EXERCISE PROMPT - After reading the records, print them all again exactly as they stand.

GIVEN DATA -
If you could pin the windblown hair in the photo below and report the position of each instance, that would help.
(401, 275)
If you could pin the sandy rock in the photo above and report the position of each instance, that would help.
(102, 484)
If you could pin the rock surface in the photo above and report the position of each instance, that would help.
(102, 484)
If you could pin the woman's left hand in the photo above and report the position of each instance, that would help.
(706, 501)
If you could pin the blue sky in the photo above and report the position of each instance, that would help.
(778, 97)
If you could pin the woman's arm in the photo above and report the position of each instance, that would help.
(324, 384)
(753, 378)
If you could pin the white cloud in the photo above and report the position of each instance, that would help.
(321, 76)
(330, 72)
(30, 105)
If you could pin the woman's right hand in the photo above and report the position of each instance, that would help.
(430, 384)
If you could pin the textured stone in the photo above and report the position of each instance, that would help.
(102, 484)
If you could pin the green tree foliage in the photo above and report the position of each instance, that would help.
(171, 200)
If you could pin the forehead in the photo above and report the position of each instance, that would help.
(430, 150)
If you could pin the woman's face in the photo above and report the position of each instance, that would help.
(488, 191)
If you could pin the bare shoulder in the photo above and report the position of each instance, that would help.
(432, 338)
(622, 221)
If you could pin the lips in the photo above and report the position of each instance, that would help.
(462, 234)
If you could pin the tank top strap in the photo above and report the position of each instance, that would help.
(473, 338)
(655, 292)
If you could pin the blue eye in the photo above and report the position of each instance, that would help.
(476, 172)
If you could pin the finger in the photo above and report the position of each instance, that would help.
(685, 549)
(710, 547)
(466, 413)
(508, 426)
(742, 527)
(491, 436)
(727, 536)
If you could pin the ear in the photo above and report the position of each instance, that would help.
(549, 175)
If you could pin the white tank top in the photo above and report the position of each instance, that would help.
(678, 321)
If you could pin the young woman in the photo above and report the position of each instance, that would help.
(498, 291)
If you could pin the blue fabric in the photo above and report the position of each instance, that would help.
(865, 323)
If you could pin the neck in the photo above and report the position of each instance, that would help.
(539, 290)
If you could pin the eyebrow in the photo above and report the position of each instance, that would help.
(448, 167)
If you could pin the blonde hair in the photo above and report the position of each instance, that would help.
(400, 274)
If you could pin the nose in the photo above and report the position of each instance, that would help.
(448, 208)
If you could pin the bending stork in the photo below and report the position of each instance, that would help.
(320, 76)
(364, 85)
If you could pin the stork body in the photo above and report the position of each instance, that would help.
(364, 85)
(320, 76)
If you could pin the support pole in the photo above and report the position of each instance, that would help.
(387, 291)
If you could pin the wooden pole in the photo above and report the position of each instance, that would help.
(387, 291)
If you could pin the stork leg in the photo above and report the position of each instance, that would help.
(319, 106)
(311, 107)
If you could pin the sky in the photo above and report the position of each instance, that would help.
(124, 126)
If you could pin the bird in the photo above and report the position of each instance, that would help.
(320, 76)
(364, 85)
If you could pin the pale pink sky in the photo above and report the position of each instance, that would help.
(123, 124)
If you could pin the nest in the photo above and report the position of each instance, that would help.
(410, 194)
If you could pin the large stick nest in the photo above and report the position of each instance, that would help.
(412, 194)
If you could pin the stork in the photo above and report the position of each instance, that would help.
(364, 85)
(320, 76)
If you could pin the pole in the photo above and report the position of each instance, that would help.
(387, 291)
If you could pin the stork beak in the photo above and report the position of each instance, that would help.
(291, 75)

TASK RESULT -
If you could pin the windblown hair in the photo below and report the position of each instance, that would help.
(401, 275)
If you could pin the sandy rock in the photo above and report the position of each instance, that would help.
(102, 484)
If you could pin the rock surface in the photo above and report the position of each instance, that would help.
(102, 484)
If you could pin the woman's left hand in the photo above and report the position of each instance, that would help.
(706, 501)
If you could pin the blue sky in the photo above and report the position of each instance, that would help.
(778, 97)
If you could pin the woman's arm in the photo above and report the position of each instance, that would help.
(324, 384)
(753, 378)
If you could pin the white cloud in the photo above and report the position of each instance, that would help.
(321, 76)
(330, 72)
(30, 105)
If you could pin the woman's right hand in the photo above and report the position of each instance, that would help.
(430, 384)
If you could pin the textured stone in the photo above and report the position of each instance, that would help.
(102, 484)
If you could pin the green tree foliage in the photo above and report the position of each instance, that would help.
(171, 200)
If you could pin the forehead in the photo above and report the position of each instance, that would help.
(430, 150)
If you could pin the woman's face in the photo above and report the position of each instance, that would help.
(488, 191)
If you could pin the bare shoulder in the photo above and report the position of each instance, that would help.
(432, 338)
(622, 221)
If you could pin the lips in the photo above and report the position of each instance, that would help.
(462, 234)
If you could pin the tank top strap in the photo above and report the position of each instance, that would help.
(473, 338)
(655, 292)
If you could pin the blue eye in the photo above and report the position of each instance, that would help.
(476, 172)
If you could pin the finger in the photo above and report the position of each instance, that would help.
(685, 549)
(710, 547)
(466, 413)
(508, 426)
(742, 527)
(491, 436)
(727, 536)
If you could pin the ear in the photo above and report the position of each instance, that would help.
(549, 175)
If you could pin the white tank top in the photo above and report the position of each instance, that would help.
(678, 321)
If you could pin the young woman in the photo above and report the position of each instance, that would help.
(498, 291)
If you could pin the blue fabric in the photo above and report the position of each instance, that would help.
(865, 323)
If you could pin the neck in the photo above and report the position of each instance, that would help.
(539, 290)
If you could pin the eyebrow in the photo above and report the position of each instance, that would help.
(448, 167)
If you could pin the blonde hair in the photo above and report the position of each instance, that would help.
(400, 274)
If you could pin the nose in the photo above and report the position of each instance, that would help.
(448, 208)
If you could pin the bending stork in the photo below and report the position of each instance, that would help.
(320, 76)
(364, 85)
If you could pin the stork body in the photo above and report the position of each instance, that would help.
(364, 85)
(320, 76)
If you could pin the support pole in the photo above and report the position of each instance, that would help.
(387, 291)
If you could pin the wooden pole in the photo above and report the position of each instance, that would help.
(387, 291)
If you could pin the stork leg in the photo above and report the position of each instance, that would help.
(319, 106)
(311, 107)
If you could pin the sky in the photo above and report the position of each instance, that would help.
(124, 126)
If you could pin the bird in the photo above and report the position of each instance, that would help.
(320, 76)
(364, 85)
If you could pin the pale pink sky in the photo above and report the position of each instance, that would help.
(123, 124)
If you could pin the nest in the photo above and report the position of each instance, that would help.
(410, 194)
If you could pin the large stick nest in the photo above and report the position of each instance, that would help.
(412, 194)
If you could pin the stork in the photo above and report the position of each instance, that would help.
(364, 85)
(320, 76)
If you could pin the pole in the photo above and report the position of each instance, that would help.
(387, 291)
If you could pin the stork beak in the photo above and report the position of each instance, that would help.
(291, 75)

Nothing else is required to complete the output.